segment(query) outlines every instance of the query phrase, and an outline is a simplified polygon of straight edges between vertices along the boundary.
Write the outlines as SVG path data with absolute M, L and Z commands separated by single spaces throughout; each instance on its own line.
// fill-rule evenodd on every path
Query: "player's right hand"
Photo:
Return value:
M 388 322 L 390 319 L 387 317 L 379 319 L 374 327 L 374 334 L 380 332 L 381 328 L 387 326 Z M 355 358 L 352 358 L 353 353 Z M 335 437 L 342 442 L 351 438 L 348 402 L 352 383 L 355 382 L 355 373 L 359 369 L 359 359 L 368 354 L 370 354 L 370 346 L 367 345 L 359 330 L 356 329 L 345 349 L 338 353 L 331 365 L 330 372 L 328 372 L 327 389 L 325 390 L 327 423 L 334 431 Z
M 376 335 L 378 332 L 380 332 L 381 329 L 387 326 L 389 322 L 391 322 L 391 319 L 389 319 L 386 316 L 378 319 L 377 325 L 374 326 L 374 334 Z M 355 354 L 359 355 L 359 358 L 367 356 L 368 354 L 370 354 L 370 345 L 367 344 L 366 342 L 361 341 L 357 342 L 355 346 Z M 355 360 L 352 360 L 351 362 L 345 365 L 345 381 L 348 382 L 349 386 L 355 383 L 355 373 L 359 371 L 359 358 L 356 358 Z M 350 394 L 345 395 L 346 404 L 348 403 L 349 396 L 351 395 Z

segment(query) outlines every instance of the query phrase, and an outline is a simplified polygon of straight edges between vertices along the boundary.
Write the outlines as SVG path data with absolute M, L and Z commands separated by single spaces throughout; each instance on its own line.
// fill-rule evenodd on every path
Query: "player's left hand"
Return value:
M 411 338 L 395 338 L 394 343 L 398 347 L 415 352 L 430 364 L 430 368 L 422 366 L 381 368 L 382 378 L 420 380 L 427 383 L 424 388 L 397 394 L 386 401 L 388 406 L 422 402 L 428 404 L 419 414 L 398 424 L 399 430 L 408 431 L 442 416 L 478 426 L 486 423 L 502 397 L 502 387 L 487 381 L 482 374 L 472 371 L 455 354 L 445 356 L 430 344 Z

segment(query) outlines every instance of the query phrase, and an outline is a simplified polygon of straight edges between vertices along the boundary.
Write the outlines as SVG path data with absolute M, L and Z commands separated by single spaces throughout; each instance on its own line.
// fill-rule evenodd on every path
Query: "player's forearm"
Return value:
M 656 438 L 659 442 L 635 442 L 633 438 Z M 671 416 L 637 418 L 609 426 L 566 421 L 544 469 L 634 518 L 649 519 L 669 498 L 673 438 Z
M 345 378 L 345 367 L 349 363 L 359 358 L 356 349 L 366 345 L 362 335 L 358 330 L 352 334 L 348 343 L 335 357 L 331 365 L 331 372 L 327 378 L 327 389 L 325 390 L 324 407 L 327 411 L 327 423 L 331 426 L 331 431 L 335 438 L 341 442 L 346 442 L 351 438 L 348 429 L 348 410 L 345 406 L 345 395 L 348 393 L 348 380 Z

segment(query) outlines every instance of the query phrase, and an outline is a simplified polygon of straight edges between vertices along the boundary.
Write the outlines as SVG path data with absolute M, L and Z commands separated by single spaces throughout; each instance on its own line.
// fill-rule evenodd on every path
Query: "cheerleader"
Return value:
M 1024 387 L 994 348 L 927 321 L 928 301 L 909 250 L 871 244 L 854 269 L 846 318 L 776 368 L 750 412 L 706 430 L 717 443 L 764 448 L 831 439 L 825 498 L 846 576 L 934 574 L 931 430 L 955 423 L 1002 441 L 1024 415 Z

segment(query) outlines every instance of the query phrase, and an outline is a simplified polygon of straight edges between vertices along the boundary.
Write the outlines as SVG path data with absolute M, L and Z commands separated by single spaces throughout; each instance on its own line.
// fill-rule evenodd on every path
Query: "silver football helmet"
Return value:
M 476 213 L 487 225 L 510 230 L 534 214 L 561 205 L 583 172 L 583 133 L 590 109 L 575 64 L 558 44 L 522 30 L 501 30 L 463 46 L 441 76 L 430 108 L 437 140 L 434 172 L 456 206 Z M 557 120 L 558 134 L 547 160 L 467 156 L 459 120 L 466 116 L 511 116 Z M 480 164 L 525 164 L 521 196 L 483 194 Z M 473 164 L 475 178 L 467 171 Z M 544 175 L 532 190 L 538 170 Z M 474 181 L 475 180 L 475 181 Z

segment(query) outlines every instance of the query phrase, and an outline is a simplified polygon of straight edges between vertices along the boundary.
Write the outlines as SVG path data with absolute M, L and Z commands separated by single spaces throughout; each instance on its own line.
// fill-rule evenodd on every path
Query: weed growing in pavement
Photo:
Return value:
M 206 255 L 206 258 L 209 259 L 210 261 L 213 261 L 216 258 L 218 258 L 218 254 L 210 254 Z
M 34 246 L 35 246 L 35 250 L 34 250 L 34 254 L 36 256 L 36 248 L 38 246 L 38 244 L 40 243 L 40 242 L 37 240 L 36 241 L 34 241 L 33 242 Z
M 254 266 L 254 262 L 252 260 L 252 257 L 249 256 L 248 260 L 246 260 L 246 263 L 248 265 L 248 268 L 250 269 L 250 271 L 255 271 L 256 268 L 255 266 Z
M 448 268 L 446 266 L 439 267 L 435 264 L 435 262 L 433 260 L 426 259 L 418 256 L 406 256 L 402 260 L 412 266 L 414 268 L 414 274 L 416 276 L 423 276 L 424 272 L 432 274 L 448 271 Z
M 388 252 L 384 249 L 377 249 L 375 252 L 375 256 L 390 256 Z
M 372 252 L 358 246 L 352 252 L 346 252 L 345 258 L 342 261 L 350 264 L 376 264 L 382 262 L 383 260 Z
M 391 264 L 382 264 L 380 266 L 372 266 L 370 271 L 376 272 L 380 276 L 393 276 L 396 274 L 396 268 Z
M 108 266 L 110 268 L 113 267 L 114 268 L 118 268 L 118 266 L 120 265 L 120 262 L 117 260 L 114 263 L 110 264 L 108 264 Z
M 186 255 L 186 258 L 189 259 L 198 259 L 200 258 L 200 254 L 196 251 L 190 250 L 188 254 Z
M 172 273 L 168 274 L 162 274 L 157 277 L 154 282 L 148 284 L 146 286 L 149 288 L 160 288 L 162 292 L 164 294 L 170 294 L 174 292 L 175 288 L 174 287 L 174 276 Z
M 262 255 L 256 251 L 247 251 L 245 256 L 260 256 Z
****
* _DIRECTIVE_: Starting from the very first line of the material, write out each line unchanged, up to and including the line that contains "M 411 338 L".

* _PROBLEM SOLUTION_:
segment(query) outlines every instance of the query phrase, and an outline is a simplified polygon of straight edges between vertices along the boundary.
Write the outlines as SVG path data with absolute M, L and Z commands separated by single spaces throughout; each instance on its own line.
// fill-rule evenodd on every path
Query: "player's right hand"
Photo:
Return value:
M 388 322 L 390 319 L 387 317 L 379 319 L 374 327 L 374 334 L 380 332 L 381 328 L 387 326 Z M 355 358 L 352 358 L 353 353 Z M 335 437 L 342 442 L 351 438 L 348 402 L 352 383 L 355 382 L 355 373 L 359 369 L 359 359 L 368 354 L 370 354 L 370 346 L 367 345 L 359 330 L 356 329 L 345 349 L 338 353 L 331 365 L 330 372 L 328 372 L 327 389 L 325 390 L 327 423 L 334 431 Z
M 376 335 L 378 332 L 380 332 L 381 329 L 387 326 L 389 322 L 391 322 L 391 319 L 389 319 L 386 316 L 378 319 L 377 325 L 374 326 L 374 334 Z M 355 354 L 359 355 L 359 358 L 367 356 L 368 354 L 370 354 L 370 345 L 367 344 L 366 342 L 361 341 L 357 342 L 355 346 Z M 355 360 L 352 360 L 351 362 L 345 365 L 345 381 L 348 382 L 349 386 L 355 383 L 355 373 L 359 371 L 359 358 L 356 358 Z M 350 394 L 345 395 L 346 404 L 348 403 L 349 396 L 351 395 Z

segment(query) outlines every instance of the query phrase, and an outline is a simplified polygon of straight edges between vertices along the boundary.
Write the outlines as SVG path data with absolute M, L and Z commands separated by single spaces throughout; each instance on its own line.
// fill-rule evenodd on every path
Query: "player's left hand"
Return value:
M 411 338 L 395 338 L 394 343 L 398 347 L 415 352 L 430 364 L 430 368 L 422 366 L 381 368 L 382 378 L 420 380 L 427 383 L 424 388 L 397 394 L 386 401 L 388 406 L 422 402 L 428 404 L 419 414 L 398 424 L 399 430 L 408 431 L 442 416 L 478 426 L 486 423 L 502 397 L 502 387 L 487 381 L 482 374 L 472 371 L 455 354 L 445 356 L 430 344 Z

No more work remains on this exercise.